# start of Supplied passage
In the implementation of HEAAN, they have implemented the conjugate function. It computes conjugate of a polynomial. Effectively they have reverted the positions of the coefficients and negated their values. Can anyone please explain me how does it work (mathematically).


1 Answer 1


What they have implemented is close to the notion of reciprocal polynomials. For

$$p(x) = p_0 + p_1 x + \dots + p_{n-1} x^{n-1}$$

these are given by

$$p^*(x) = p_{n-1} + p_{n-2}x + \dots + p_0 x^{n-1} = x^{n-1} p(x^{-1}).$$

This is not precisely what is done though, as what HEAAN implements is instead

$$p_*(x) = p_0 - p_{n-1} x - p_{n-2} x^2 - \dots - p_1 x^{n-1}$$

Still, for $x$ such that $x^{n} \equiv -1$ (equivalently, when working in the polynomial ring $\mathbb{Z}[x]/(x^{n}+1)$), one can easily check that

$$p_*(x) = - x p^*(x) = p(x^{-1}) = p(-x^{n-1}).$$

This third expression is probably the easiest way to understand them. They are simply evaluating $p$ at $x^{-1}$, where one is viewing $x$ as an element such that $x^n\equiv -1$, e.g. it is (formally) a root of unity (either in $\mathbb{C}$ or a finite field), and therefore it is sensible for it to have an inverse.
# end of Supplied passage
# start of Records
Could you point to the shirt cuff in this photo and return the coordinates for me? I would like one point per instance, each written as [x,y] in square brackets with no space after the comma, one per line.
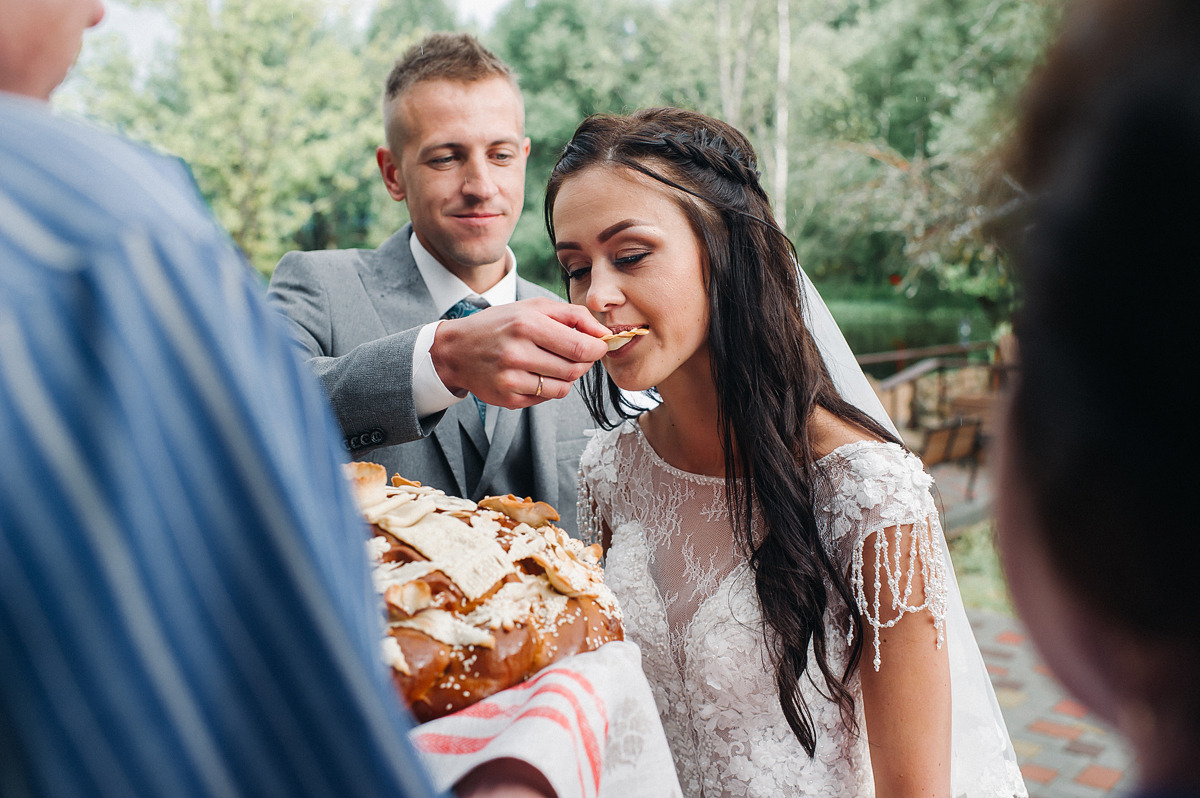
[430,395]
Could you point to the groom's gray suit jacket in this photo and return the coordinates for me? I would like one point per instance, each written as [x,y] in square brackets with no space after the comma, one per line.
[357,315]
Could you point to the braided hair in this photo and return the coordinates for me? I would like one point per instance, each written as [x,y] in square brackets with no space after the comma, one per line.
[768,372]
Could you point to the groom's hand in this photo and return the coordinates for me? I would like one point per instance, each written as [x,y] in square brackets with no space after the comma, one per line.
[499,353]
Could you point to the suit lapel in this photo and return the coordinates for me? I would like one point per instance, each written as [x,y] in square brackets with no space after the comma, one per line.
[394,285]
[401,299]
[544,447]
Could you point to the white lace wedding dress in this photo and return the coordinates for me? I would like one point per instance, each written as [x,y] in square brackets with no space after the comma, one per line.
[689,603]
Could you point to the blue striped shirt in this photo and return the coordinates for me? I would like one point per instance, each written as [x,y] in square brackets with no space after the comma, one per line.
[185,606]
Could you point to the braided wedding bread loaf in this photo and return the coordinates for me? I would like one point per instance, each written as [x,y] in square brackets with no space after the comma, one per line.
[479,597]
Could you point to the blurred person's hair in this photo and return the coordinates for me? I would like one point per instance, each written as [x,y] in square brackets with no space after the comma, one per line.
[1102,423]
[439,57]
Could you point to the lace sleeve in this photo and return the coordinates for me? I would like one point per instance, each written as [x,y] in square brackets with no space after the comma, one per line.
[588,513]
[881,514]
[591,522]
[901,555]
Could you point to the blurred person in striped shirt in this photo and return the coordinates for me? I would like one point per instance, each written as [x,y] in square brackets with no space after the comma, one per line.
[185,606]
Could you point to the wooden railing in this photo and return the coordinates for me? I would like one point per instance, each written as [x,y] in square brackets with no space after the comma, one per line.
[929,360]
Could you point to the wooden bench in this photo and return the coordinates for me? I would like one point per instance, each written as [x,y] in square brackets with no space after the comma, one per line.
[957,442]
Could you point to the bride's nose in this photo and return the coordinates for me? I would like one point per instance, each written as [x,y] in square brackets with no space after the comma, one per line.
[604,289]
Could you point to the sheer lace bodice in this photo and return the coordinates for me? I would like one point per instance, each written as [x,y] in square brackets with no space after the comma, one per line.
[689,603]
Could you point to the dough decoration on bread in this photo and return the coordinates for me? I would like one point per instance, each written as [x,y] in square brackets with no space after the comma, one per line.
[479,597]
[617,340]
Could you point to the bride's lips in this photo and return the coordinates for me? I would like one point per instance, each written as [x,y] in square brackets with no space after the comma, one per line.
[622,336]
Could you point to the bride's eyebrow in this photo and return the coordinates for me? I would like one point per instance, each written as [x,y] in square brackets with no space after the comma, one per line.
[605,234]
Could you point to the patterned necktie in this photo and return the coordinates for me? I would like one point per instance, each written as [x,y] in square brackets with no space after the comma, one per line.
[461,309]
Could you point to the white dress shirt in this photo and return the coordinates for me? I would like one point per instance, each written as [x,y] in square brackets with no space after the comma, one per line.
[430,394]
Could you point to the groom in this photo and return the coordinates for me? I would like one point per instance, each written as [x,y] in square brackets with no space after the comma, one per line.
[401,335]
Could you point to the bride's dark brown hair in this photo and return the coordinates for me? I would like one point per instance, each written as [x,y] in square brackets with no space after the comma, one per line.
[768,372]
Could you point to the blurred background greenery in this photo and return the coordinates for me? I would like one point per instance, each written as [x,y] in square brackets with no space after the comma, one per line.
[876,121]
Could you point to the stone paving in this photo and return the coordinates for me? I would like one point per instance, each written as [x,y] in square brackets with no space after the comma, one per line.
[1063,750]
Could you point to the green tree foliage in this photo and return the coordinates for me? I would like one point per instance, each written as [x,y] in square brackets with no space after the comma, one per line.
[894,108]
[275,106]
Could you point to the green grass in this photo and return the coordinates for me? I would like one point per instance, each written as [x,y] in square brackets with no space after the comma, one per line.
[978,569]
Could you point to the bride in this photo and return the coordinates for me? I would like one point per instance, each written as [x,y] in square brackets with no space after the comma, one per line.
[777,550]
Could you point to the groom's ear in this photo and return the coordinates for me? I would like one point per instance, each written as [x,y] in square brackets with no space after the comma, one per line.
[393,178]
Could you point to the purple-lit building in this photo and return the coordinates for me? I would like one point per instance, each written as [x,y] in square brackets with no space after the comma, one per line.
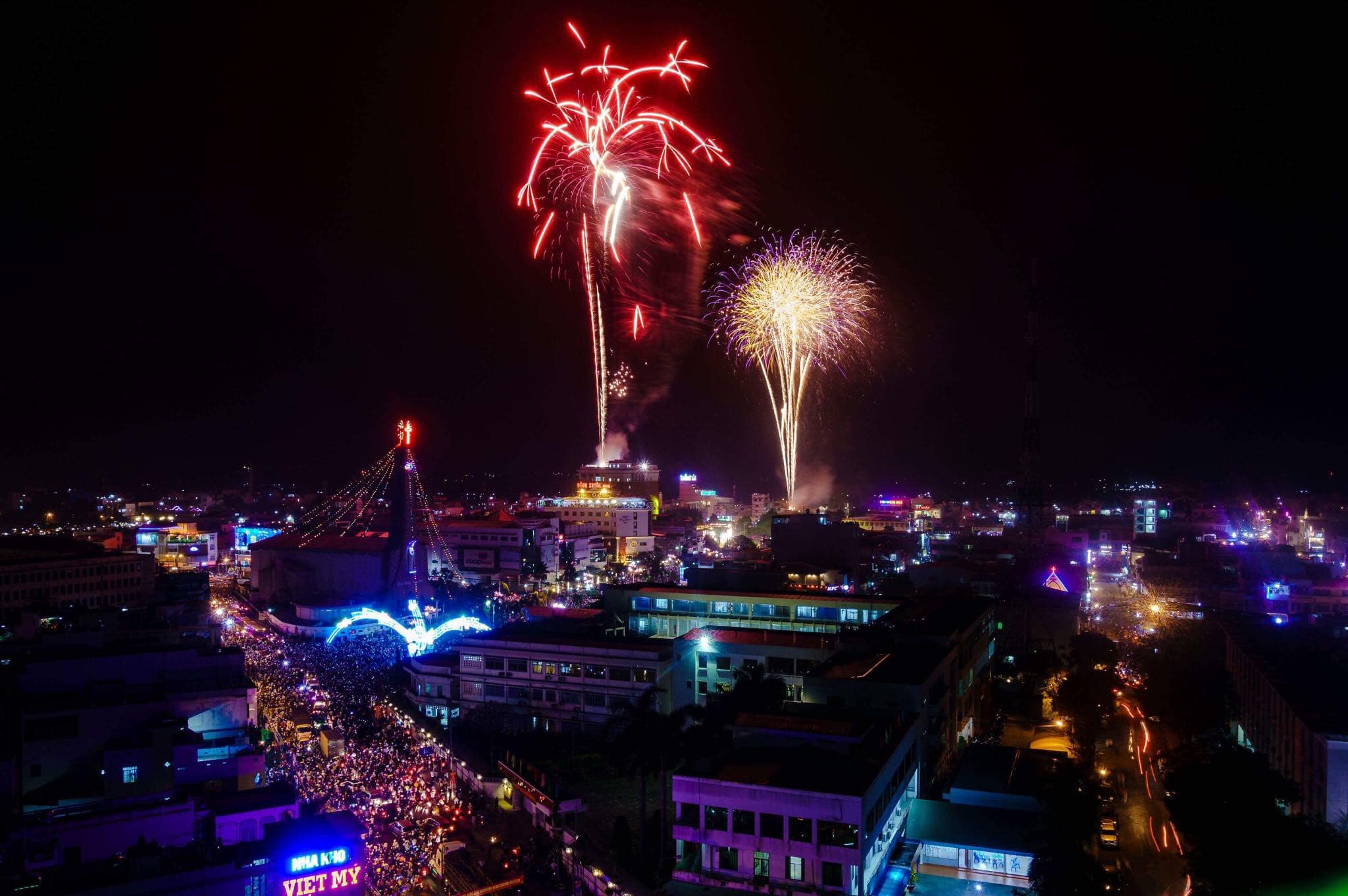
[810,799]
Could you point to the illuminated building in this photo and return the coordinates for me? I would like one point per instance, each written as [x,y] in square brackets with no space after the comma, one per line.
[53,573]
[622,479]
[498,549]
[688,489]
[673,612]
[290,568]
[556,676]
[1293,707]
[708,659]
[627,520]
[809,799]
[178,545]
[1145,516]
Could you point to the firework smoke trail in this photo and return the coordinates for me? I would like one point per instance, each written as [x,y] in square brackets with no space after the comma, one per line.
[793,305]
[595,173]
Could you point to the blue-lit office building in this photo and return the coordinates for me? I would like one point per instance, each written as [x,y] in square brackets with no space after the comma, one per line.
[660,610]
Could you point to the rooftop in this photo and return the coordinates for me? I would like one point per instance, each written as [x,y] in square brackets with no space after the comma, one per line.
[45,549]
[762,637]
[804,768]
[556,635]
[1004,770]
[902,664]
[976,826]
[373,543]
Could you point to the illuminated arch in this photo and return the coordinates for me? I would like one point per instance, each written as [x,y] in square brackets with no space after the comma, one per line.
[419,639]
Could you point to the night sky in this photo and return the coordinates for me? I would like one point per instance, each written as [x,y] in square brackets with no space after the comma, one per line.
[263,235]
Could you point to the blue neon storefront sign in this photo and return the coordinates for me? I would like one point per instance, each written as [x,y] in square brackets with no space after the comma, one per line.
[311,861]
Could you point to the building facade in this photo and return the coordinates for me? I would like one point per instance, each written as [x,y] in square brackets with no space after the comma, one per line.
[51,574]
[798,806]
[673,612]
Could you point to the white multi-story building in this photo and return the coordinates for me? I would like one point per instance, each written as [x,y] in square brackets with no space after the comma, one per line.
[499,547]
[805,803]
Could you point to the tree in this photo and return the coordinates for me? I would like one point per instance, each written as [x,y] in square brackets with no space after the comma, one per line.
[1084,697]
[1092,650]
[1181,663]
[622,840]
[635,735]
[1061,864]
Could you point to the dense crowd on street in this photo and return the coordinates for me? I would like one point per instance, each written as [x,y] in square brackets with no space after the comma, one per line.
[387,774]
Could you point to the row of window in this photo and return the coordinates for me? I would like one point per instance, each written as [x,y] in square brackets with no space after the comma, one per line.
[74,572]
[595,699]
[896,780]
[552,667]
[770,826]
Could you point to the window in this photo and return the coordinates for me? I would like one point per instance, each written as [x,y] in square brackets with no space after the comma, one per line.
[837,834]
[770,826]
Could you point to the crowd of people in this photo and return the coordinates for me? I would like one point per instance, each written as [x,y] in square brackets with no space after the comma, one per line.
[400,785]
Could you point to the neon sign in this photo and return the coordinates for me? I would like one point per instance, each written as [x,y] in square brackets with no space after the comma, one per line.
[317,860]
[323,882]
[419,639]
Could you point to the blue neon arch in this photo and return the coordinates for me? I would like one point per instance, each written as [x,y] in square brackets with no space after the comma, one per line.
[419,639]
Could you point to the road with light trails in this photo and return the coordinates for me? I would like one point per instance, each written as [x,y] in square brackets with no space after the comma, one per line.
[1150,848]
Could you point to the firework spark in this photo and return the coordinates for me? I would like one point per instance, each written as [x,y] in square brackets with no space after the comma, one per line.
[794,305]
[612,166]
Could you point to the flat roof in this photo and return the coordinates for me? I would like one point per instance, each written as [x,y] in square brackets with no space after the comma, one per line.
[788,595]
[804,768]
[1006,770]
[346,543]
[972,826]
[762,636]
[910,663]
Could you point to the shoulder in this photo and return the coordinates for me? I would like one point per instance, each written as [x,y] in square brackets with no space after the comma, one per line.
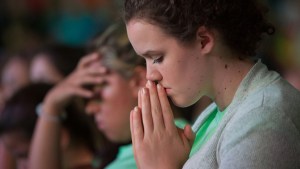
[265,129]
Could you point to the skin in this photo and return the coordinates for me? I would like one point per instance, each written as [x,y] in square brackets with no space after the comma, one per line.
[185,73]
[118,97]
[18,145]
[42,70]
[15,75]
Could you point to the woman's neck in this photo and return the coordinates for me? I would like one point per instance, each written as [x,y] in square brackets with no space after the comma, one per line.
[228,78]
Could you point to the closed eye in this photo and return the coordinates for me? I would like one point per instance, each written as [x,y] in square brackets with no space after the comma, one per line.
[158,60]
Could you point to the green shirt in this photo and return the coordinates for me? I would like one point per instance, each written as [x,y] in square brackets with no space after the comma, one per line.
[207,130]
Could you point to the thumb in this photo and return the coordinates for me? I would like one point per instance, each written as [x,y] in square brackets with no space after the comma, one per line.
[189,134]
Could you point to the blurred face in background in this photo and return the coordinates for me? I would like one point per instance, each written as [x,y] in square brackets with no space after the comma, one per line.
[15,74]
[19,147]
[114,99]
[42,70]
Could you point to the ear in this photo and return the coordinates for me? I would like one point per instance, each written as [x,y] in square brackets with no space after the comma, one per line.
[205,38]
[138,80]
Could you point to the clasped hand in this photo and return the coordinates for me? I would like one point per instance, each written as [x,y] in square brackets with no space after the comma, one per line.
[157,142]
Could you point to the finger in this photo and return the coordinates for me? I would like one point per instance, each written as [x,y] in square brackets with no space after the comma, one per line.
[166,108]
[156,110]
[189,134]
[137,127]
[86,60]
[132,131]
[146,112]
[140,98]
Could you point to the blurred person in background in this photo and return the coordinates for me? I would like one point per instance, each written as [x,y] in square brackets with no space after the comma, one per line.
[54,62]
[109,79]
[111,93]
[77,144]
[15,74]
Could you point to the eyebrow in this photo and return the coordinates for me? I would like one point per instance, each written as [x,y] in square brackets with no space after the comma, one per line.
[149,53]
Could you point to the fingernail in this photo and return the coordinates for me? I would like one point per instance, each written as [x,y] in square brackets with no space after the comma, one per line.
[159,86]
[144,90]
[149,83]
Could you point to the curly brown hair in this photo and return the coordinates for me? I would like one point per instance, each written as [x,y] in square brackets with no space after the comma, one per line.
[241,23]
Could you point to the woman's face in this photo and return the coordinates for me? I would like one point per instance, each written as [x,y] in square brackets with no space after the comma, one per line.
[19,147]
[111,107]
[42,70]
[180,69]
[14,76]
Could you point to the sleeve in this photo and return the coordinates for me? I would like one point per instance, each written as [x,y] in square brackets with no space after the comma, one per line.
[261,139]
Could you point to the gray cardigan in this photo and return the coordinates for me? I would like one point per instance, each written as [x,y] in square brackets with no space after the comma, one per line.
[260,130]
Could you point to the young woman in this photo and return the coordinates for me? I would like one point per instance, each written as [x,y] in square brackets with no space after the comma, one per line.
[207,48]
[18,120]
[109,79]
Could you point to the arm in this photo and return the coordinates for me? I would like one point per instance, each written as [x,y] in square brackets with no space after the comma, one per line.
[46,150]
[262,138]
[157,142]
[6,159]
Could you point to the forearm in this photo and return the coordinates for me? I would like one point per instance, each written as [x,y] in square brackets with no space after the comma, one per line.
[45,148]
[6,159]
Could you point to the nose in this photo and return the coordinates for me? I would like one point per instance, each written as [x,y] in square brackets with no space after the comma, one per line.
[153,74]
[92,107]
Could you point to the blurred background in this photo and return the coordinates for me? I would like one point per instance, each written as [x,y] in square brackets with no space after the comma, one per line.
[28,25]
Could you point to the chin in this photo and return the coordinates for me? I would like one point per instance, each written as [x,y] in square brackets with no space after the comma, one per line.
[182,102]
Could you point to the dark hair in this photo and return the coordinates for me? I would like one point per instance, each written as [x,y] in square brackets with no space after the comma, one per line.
[240,22]
[64,58]
[19,115]
[19,111]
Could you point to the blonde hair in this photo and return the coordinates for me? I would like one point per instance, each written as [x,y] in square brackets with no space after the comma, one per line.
[116,51]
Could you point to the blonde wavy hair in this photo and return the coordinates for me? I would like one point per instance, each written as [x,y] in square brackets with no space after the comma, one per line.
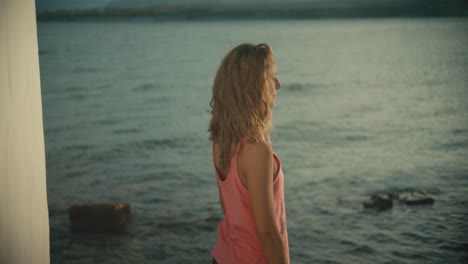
[242,99]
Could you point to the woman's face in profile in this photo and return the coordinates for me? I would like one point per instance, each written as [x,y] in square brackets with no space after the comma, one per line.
[273,80]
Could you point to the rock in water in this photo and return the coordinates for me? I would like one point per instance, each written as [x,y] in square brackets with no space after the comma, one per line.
[104,217]
[420,201]
[379,203]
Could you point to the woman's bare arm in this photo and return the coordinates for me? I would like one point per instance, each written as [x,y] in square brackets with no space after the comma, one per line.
[221,201]
[257,164]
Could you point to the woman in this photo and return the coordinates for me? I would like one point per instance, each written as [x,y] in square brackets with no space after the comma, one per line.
[249,175]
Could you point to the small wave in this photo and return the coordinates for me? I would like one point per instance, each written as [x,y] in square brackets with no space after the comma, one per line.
[455,145]
[126,131]
[78,147]
[357,138]
[362,249]
[145,87]
[299,87]
[85,70]
[458,131]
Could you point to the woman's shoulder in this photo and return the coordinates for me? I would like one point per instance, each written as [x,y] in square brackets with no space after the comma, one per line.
[255,153]
[257,148]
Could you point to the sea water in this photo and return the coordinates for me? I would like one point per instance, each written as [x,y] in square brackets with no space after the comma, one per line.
[367,106]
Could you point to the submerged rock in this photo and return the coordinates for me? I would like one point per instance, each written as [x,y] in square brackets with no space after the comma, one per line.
[379,203]
[104,217]
[386,201]
[418,201]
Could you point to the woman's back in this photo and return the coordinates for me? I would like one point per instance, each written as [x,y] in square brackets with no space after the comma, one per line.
[238,240]
[248,175]
[241,160]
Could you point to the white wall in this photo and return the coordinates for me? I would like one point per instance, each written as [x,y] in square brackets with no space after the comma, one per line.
[24,220]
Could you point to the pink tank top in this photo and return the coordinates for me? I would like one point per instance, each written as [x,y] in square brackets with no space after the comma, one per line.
[238,242]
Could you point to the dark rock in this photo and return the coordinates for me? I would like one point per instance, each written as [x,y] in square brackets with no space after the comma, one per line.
[420,201]
[379,203]
[105,217]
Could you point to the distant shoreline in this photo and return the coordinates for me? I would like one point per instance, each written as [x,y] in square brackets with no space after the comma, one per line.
[429,8]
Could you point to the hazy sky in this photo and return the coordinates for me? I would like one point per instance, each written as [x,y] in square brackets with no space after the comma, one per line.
[83,4]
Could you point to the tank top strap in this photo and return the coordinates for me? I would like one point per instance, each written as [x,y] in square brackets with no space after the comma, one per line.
[242,141]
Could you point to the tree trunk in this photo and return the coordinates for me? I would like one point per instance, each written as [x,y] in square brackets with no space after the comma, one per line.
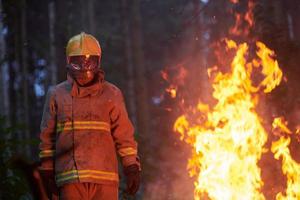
[52,57]
[91,16]
[61,36]
[24,61]
[139,65]
[130,95]
[3,70]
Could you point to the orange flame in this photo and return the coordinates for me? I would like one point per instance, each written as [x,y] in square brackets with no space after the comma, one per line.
[289,167]
[229,142]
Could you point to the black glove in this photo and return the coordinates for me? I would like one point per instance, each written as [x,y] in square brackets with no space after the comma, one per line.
[132,174]
[49,183]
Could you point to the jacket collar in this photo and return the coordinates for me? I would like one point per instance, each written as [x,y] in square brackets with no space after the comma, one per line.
[79,91]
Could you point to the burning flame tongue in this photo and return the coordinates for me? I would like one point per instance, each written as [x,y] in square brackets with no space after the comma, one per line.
[228,144]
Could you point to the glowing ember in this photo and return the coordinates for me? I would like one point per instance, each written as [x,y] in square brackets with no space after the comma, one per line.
[281,124]
[289,167]
[228,140]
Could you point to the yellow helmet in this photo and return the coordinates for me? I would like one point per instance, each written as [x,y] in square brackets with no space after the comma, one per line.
[83,44]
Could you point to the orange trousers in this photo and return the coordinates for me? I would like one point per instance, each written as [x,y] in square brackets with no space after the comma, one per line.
[88,191]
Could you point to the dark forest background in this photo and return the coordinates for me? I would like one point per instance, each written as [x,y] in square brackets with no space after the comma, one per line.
[139,39]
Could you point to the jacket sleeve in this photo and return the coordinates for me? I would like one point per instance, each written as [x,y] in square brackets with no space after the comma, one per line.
[123,132]
[48,130]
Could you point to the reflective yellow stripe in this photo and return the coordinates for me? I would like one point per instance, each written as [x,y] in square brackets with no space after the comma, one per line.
[85,171]
[83,125]
[46,153]
[87,174]
[127,151]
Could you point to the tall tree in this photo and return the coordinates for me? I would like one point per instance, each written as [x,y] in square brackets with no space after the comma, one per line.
[141,88]
[128,62]
[25,75]
[91,16]
[52,45]
[3,72]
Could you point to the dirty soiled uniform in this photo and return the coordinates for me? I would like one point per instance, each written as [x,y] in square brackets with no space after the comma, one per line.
[82,130]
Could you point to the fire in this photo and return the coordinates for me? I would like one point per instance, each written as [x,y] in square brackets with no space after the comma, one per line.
[289,167]
[229,139]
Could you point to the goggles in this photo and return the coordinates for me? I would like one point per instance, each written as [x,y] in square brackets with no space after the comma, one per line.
[79,63]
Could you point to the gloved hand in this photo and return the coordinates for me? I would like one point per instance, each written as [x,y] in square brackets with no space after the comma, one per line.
[49,182]
[132,174]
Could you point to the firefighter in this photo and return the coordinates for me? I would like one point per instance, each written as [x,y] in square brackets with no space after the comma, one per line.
[84,125]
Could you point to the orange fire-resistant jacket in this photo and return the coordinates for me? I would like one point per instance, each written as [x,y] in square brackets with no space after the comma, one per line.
[82,129]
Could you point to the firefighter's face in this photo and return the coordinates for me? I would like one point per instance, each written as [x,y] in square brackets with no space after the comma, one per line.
[83,68]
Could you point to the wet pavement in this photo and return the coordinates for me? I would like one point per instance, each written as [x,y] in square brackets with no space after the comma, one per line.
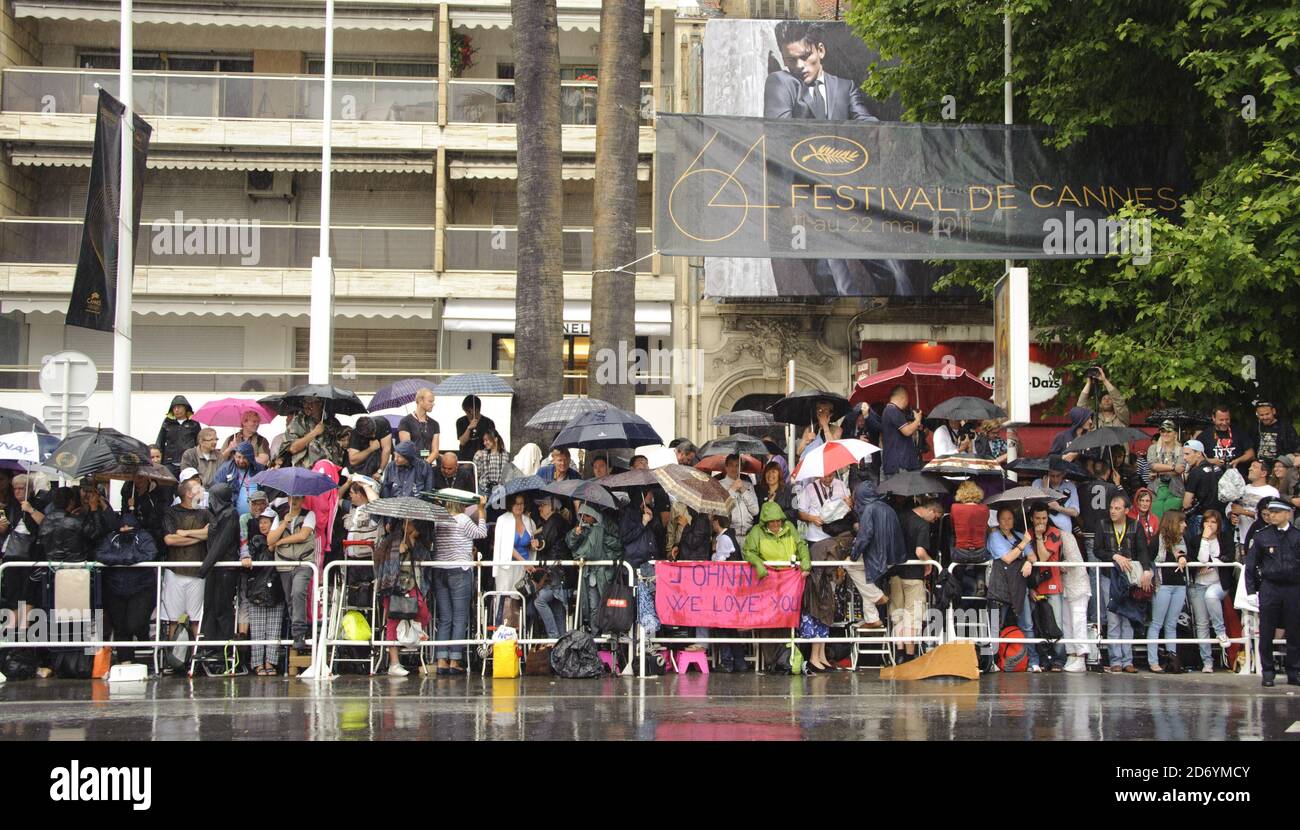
# end of Records
Reproduce word for word the stretch of the HEAAN conjugate thread from "Still, for $x$" through "have an inverse.".

• _Answer for this exercise_
Still, for $x$ such that $x^{n} \equiv -1$ (equivalently, when working in the polynomial ring $\mathbb{Z}[x]/(x^{n}+1)$), one can easily check that

$$p_*(x) = - x p^*(x) = p(x^{-1}) = p(-x^{n-1}).$$

This third expression is probably the easiest way to understand them. They are simply evaluating $p$ at $x^{-1}$, where one is viewing $x$ as an element such that $x^n\equiv -1$, e.g. it is (formally) a root of unity (either in $\mathbb{C}$ or a finite field), and therefore it is sensible for it to have an inverse.